# Work to do
Update the part of the data that opens with its first line and closes with the line containing "[58,122,179,285]" by changing every "woman's" to "person's", leaving everything else unchanged. Return only those lines.

# Supplied material
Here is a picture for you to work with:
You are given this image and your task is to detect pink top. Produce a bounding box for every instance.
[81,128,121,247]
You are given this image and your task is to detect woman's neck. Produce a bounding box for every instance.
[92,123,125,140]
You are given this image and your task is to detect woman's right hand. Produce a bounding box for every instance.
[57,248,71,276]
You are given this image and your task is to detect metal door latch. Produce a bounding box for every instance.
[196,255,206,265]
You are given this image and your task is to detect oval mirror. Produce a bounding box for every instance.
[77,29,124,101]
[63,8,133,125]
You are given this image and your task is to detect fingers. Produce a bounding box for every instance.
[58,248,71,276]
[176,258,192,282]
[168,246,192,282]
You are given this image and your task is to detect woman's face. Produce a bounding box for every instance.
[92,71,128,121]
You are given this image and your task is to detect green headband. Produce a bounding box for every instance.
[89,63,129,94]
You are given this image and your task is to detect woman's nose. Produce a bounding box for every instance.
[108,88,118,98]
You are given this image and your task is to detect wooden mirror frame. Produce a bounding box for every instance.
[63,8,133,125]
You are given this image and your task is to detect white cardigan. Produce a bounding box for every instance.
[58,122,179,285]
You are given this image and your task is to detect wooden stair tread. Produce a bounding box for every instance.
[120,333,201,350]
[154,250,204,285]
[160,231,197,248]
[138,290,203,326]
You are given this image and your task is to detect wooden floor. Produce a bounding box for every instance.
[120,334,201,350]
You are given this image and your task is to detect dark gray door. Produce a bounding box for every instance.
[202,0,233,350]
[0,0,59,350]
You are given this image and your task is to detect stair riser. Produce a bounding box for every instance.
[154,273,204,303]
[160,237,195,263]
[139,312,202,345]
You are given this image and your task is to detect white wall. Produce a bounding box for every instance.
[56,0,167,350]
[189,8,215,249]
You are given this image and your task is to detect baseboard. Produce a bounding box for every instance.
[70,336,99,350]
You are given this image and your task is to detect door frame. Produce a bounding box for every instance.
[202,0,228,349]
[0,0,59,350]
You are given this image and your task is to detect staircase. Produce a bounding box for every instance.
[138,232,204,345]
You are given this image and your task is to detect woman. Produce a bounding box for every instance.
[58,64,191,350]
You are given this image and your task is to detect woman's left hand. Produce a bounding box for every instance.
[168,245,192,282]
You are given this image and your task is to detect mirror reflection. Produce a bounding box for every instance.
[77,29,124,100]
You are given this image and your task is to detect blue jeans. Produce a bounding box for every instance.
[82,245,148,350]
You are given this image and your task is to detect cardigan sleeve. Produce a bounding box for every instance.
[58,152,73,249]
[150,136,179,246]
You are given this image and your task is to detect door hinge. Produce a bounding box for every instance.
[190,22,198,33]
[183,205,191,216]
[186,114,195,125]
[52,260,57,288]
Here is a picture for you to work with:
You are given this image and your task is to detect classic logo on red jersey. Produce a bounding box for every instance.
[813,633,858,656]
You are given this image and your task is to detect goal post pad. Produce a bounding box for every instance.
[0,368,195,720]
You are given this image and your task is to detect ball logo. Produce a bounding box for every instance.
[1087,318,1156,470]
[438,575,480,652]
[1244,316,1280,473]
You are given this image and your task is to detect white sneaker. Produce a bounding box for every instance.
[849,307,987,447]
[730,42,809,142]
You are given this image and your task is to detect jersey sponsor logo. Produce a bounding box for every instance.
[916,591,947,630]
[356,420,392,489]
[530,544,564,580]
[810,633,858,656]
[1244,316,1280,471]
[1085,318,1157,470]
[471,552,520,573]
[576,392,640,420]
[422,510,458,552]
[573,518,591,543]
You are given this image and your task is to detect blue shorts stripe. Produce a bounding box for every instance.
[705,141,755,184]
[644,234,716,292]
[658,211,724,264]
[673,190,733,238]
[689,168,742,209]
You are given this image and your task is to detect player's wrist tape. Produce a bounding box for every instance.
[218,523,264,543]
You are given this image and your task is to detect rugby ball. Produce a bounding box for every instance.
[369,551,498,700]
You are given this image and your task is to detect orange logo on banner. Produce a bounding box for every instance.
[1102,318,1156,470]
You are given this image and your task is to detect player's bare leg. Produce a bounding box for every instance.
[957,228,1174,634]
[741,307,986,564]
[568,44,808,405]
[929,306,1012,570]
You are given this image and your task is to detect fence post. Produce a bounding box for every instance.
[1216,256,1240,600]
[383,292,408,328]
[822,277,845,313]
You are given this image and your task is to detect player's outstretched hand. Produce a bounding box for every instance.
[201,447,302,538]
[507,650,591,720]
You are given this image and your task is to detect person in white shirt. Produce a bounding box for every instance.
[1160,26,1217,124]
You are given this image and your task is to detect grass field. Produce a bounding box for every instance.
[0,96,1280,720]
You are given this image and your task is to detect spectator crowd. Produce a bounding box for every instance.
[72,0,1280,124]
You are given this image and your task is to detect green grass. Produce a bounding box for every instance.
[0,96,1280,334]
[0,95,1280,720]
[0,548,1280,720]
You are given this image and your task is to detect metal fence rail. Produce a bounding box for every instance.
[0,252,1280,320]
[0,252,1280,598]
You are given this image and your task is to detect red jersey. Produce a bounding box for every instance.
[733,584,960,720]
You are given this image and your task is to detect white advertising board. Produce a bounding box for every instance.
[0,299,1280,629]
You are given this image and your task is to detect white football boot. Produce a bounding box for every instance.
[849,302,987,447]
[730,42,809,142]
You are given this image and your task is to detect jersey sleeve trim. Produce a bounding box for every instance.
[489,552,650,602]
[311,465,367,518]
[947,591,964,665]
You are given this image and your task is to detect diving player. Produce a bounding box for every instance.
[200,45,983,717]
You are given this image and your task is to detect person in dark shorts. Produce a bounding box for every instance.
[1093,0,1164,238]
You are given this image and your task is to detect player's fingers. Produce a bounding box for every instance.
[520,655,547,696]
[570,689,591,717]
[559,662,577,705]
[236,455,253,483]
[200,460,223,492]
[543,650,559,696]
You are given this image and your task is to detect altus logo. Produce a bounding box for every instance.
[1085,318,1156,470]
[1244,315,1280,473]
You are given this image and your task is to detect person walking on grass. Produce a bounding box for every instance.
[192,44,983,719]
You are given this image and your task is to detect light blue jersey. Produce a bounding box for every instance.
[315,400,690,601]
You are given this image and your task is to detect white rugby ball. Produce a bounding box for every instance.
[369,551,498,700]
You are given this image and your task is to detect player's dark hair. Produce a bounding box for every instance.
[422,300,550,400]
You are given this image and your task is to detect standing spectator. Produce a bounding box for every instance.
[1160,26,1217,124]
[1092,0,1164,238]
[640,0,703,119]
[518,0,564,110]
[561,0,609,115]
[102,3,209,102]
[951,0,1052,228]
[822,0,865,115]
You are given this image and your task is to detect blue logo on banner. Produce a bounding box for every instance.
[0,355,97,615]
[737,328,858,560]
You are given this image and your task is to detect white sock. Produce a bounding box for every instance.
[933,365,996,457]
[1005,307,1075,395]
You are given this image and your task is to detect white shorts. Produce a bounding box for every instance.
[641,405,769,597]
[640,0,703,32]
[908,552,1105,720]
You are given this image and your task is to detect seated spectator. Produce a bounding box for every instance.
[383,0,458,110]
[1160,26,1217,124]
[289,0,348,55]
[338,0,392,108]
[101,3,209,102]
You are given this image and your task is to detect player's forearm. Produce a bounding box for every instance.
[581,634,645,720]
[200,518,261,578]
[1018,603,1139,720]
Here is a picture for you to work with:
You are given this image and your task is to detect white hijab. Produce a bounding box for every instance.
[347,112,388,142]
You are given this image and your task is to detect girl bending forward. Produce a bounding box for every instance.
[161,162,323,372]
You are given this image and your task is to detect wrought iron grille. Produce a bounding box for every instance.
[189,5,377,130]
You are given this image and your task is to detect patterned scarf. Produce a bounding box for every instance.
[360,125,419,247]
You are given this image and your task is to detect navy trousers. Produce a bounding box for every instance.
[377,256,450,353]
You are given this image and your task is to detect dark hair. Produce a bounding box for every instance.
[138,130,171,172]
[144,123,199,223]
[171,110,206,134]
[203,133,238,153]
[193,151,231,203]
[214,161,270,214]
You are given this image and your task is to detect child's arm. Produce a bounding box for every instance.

# Answer to the problem
Here is a picture for you to work with:
You are given this image and your task is to detect pink top. Produce a bounding box for every instance.
[81,128,121,247]
You are given this image and your task is to detect person's neck. Produce a bounding box for every instance.
[92,123,125,140]
You are given this image and your task is to detect person's right hand. Produce a bounding box for every instance.
[57,248,71,276]
You are given this image and your task is to detect metal door latch. Produce a bounding box for every instance.
[196,255,206,265]
You are given this image and your task is to detect oval mirror. Produce a bounding box for every instance.
[77,29,124,101]
[63,8,133,125]
You are given this image and your task is to detect fingers. Produce a bounding box for every instance.
[58,248,71,276]
[176,258,192,282]
[168,246,192,282]
You are given this image and your task is to detect person's face. Produce a bounding box for every instance.
[92,71,128,121]
You are given this image and your task is to detect green headband. Produce a bounding box for every instance.
[89,63,129,94]
You are given this image and your task is to detect person's nose. Produce a bounding box for every instance.
[108,88,118,98]
You are given this image and your task is to detect wooden mirror frame. Produce a bounding box for every instance.
[63,8,133,125]
You are given this image and your task is to detect white cardigan. Produce a bounding box for every instance.
[58,122,179,285]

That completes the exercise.